# PROBLEM REQUIREMENTS
Copy each line of all the entries below without changing anything.

Start of TASK MATERIAL

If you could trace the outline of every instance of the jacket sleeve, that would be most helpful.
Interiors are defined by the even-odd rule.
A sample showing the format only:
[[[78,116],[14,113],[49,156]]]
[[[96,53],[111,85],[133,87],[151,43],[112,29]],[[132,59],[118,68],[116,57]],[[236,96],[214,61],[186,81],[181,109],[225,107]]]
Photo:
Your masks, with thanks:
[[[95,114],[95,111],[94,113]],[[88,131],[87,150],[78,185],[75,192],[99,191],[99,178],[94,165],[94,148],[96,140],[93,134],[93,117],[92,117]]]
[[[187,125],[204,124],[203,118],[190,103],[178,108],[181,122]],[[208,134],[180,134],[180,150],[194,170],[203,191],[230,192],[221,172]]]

End of TASK MATERIAL

# IN RESPONSE
If you could trace the outline of every instance of the jacket sleeve, that would be most helpful.
Interiors are defined by the even-odd rule.
A sample showing the format only:
[[[78,116],[14,113],[49,156]]]
[[[96,53],[111,85],[133,87],[151,43],[112,29]],[[132,59],[118,68],[116,57]],[[236,96],[214,61],[186,81],[181,109],[225,107]]]
Photo:
Your masks, with thanks:
[[[95,114],[95,111],[94,113]],[[88,131],[87,150],[78,185],[75,192],[99,191],[99,178],[94,165],[94,148],[96,140],[93,134],[93,117],[92,117]]]
[[[187,125],[204,124],[203,118],[190,103],[178,108],[181,122]],[[208,134],[180,134],[180,150],[194,170],[203,191],[230,192],[221,172]]]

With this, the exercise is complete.